■ **Goal of the exercise**
Set down a precise copy of the whole listing.

[Stored data]

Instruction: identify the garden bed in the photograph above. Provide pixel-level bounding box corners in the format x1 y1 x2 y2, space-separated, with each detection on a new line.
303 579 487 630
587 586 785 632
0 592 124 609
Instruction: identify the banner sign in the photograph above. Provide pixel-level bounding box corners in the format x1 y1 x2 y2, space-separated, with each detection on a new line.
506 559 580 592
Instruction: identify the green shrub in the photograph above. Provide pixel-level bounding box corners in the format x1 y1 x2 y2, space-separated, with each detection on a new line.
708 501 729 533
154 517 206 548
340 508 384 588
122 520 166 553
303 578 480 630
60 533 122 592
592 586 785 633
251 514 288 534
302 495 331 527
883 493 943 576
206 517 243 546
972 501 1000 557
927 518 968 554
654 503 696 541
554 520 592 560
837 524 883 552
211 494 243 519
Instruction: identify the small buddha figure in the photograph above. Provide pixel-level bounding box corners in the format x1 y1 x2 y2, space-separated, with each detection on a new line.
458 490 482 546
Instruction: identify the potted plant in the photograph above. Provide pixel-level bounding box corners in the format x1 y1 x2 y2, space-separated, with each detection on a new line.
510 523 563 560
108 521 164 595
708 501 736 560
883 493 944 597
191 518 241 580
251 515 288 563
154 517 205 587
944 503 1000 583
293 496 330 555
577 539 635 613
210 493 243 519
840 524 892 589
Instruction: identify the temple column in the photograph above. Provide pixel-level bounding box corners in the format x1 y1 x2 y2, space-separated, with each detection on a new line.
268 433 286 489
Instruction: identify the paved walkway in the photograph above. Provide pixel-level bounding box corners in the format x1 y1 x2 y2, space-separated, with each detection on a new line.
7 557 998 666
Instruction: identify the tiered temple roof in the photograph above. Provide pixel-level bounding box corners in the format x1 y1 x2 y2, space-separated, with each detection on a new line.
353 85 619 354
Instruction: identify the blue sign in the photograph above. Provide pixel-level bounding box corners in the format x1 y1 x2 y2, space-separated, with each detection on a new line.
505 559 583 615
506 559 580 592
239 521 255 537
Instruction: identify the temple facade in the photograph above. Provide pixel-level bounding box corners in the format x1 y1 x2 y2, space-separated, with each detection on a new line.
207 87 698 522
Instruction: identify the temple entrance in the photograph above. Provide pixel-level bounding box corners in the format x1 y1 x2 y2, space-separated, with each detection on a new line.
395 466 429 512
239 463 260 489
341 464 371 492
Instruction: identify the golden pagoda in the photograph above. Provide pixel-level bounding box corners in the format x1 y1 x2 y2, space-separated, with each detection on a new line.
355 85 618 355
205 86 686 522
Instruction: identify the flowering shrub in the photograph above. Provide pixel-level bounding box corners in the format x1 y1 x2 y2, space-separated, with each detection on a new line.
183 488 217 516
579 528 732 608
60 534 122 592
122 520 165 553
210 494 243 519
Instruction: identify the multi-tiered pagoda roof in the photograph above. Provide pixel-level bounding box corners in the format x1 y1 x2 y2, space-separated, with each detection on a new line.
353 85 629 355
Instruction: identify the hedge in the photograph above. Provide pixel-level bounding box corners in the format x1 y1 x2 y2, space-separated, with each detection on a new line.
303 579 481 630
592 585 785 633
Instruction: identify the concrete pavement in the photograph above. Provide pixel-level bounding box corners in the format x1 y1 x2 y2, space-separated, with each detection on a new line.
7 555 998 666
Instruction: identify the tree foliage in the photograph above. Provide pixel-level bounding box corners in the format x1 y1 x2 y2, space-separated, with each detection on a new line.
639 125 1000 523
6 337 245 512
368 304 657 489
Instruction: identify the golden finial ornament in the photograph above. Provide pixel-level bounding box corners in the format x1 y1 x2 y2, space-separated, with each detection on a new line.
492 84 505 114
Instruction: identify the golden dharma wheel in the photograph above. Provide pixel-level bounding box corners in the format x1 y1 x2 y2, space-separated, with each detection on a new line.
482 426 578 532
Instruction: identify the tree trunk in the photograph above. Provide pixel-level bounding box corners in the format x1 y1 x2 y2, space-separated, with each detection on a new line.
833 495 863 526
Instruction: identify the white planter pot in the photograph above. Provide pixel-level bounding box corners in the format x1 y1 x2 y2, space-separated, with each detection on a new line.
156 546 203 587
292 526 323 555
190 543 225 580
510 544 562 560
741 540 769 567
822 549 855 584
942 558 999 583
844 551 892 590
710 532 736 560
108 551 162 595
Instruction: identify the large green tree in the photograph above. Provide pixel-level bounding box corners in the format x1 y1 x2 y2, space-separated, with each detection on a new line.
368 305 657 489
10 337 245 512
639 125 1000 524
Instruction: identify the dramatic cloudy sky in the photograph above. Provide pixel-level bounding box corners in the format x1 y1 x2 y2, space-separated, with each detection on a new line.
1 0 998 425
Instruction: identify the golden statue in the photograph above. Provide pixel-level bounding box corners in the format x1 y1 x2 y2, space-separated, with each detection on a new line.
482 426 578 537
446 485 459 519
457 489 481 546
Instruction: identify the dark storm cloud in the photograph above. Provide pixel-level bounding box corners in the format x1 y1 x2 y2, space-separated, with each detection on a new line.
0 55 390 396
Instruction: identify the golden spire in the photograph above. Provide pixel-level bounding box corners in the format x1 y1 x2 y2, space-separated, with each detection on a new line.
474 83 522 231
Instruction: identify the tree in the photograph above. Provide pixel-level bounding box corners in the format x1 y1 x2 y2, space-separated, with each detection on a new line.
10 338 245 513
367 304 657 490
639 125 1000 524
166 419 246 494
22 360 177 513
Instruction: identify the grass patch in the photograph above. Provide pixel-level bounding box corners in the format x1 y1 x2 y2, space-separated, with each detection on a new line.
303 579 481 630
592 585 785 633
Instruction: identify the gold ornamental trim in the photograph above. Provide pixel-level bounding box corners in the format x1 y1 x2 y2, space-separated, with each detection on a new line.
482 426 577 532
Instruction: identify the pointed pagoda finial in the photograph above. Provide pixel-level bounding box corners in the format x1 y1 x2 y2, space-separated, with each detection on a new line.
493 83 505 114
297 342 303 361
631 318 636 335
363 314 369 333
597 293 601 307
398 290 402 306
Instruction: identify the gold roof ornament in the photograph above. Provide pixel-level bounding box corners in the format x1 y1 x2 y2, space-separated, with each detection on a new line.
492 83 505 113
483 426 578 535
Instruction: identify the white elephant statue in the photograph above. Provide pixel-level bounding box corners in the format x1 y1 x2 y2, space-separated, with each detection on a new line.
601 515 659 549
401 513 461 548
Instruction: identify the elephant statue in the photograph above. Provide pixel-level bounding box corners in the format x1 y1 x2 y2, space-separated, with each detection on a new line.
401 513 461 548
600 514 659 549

[/Stored data]

■ **Result of the exercise**
Instruction: identify the garden bed in the photograph above. Provide pixel-level bounding box corners in the format x1 y1 x2 y2, space-separated, with each detection on a new line.
303 579 487 630
587 586 785 632
0 592 124 609
Instruction: identify the banner sign in the photograph above. Provide pixel-level bounding box corners in the format x1 y1 x2 y2, space-separated, with each detection on a new line.
506 559 580 592
Instruction: identify the green shrub in the photograph above. Provide pixel-level bounding box corners in the format x1 y1 x2 y2, space-separated, with each detection on a new line.
708 501 729 533
154 517 206 548
340 508 384 588
122 520 166 553
303 578 480 630
60 533 122 592
592 586 785 633
251 514 288 534
302 495 331 527
883 493 943 576
206 517 243 546
972 501 1000 557
927 518 968 554
654 503 696 541
554 520 592 560
837 524 883 552
211 494 243 519
Instruction: identify the small buddha figure in the photograph above. Provide pixel-level bounding box corners in the format x1 y1 x2 y2, space-separated, with each detection on a new line.
458 490 482 546
Instruction: identify the potted plant in the photograph above. Provide pixel-level bounding box corners in the format x1 y1 x2 y2, space-separated, with each detection on a new line.
510 523 563 560
108 521 164 595
708 501 736 560
883 493 944 597
191 518 241 580
251 515 288 563
154 517 205 587
944 503 1000 583
293 496 330 555
577 539 635 613
210 493 243 519
840 524 892 589
Instruction: identify the temple column in the photograph above. Provide pixel-level bounding box corners in the format x1 y1 x2 y2, space-separated, with each detection on a new line.
268 433 286 489
Instruction: identify the paved walkway in the photograph above. Provide pixel-level bounding box corners in the format x1 y1 x2 y2, space-separated, with each detection on a new line.
7 557 998 666
Instruction: identify the tiered temple roof in the photograph above. Provide pixel-level bounding box corners in the format x1 y1 x2 y2, space-separated, with each detection on a new line.
353 85 619 354
Instruction: identify the blue sign in the photograph above. Provide pixel-level bounding box corners in the format x1 y1 x2 y2, space-separated, with each detection on a new line.
505 559 583 615
506 559 580 592
239 521 255 537
Instruction: identify the temple facade in the photograph above. Provide pixel-level bounding box corners in the format x1 y1 x2 y2, space-separated, with each detection on a new line.
207 87 698 522
Instruction: identify the temple entrance in the photograph above. Provide pixel-level bounding box corners in the format x1 y1 x2 y2, space-separated, with each detection on a new line.
395 466 429 512
239 463 260 489
341 464 371 492
Instruction: identify the golden pagoda in the photograph above. Provide pixel-level bounding box corners in the format x1 y1 x2 y2, space-separated, with each detection on a new line.
355 85 618 355
205 86 686 522
Instruction: identify the flowering shrub in the photograph above. Provide pixel-level bounding box corners in the format x1 y1 x2 y2, space-separated, with each detection on a new line.
183 488 217 516
579 528 732 608
60 534 122 592
122 520 165 553
210 494 243 519
Instruction: identify the multi-tiered pagoda roof in the photograph above. Provide pixel-level bounding box corners in the format x1 y1 x2 y2, space-separated, with each detection on a new line.
353 85 629 355
Instruction: identify the hedge in the photograph above. Provide pixel-level bounding box corners in the format x1 y1 x2 y2, space-separated, with each detection on a new line.
303 579 481 630
592 585 785 633
Instruction: identify the concrete pavement in the photograph above. Provide pixel-level bounding box corners in the format x1 y1 x2 y2, space-separated, with each detection on a new line.
7 555 998 666
Instruction: identify the tree foliage in the photograph above. Provide pixel-level bounding box corners in the format x1 y1 x2 y2, space-separated, with each detection on a new line.
639 125 1000 523
6 337 245 512
368 304 657 489
Instruction: identify the golden finial ornament in the photograph above. Provide pixel-level bounding box corners in the format x1 y1 x2 y2, space-separated, with each detection on a new line.
492 84 505 114
Instruction: identify the golden dharma wheel in the photograph above. Provide pixel-level bounding box corners in the format x1 y1 x2 y2, space-separated, with each detection on a new line.
482 426 578 532
Instruction: identify the tree trunk in the photograph above. Provide pixel-level bounding box corners in the format x1 y1 x2 y2, space-separated, with each detection on a new line.
833 495 863 526
Instruction: identify the white planter pot in the photograph above. Provide pixel-level bounding box corners in the format x1 y1 x2 y2, space-separated, with each detection on a new line.
156 546 203 587
292 526 323 555
190 543 225 580
510 544 562 560
741 540 769 567
822 549 855 584
942 558 999 583
844 551 892 590
710 532 736 560
108 551 162 595
Instruction: identify the large green tree in the photograph above. Provide pixel-level bounding box corners in the format x1 y1 x2 y2, space-separated, with each detection on a new line.
368 305 657 489
10 337 245 512
639 125 1000 524
Instruction: identify the dramatic cloudy sky in the photograph above. Provide pixel-level bounding box corners in the format x1 y1 x2 y2, space-separated, with each detection on a new line.
1 0 998 425
Instruction: identify the golden statue in the photograph above. Provide pixel-level bounding box corners in the format x1 y1 x2 y2, space-separated, with each detection on a new line.
482 426 578 537
446 485 459 519
457 489 481 546
Instruction: identify the dark storm cloud in the photograph above. Provide pixel-level bounding box corners in the format x1 y1 x2 y2, space-separated, with each detection on a new line.
0 55 390 396
Instruction: identify the golden spire in the photograph above. Provide pixel-level bounding box corners in the format x1 y1 x2 y2, space-separated, with each detection on a new line.
474 83 522 231
Instruction: identify the tree in the photograph above. Provide pixel-level bounding box corners in the format x1 y1 x2 y2, space-separated, with each detection on a new line.
10 338 245 513
367 304 657 490
639 125 1000 524
166 419 246 494
22 360 177 513
Instruction: identify the grass patch in the photograph above. Provide pixel-level bounding box corners in the format x1 y1 x2 y2, space-separated, with each detection on a new line.
303 579 481 630
592 585 785 633
Instruction: identify the gold ornamental trim in the photograph above. Provide pixel-level bounding box corners in the format x1 y1 x2 y2, space-separated, with each detection on a new line.
482 426 577 532
Instruction: identify the pointed pagoda finial in the photograph above. Provide pixel-level bounding box corners in the format x1 y1 x2 y2, space-separated, with each detection on a new line.
493 83 505 114
297 342 303 361
631 318 636 335
363 314 369 333
597 293 601 307
398 290 402 306
Instruction: identify the gold roof ornament in the photograph above. Provide pixel-level bounding box corners in the format x1 y1 x2 y2, space-separated, with each detection on a new line.
492 83 505 113
483 426 578 535
Instruction: identify the white elephant statue in the photograph above. Provide pixel-level bounding box corners in the format x1 y1 x2 y2, space-separated, with each detection on a new line.
601 515 659 549
401 513 461 548
Instruction: identify the elephant statue in the photograph above. Provide pixel-level bounding box corners in the format x1 y1 x2 y2, space-separated, with each detection on a new line.
401 513 461 548
600 514 659 549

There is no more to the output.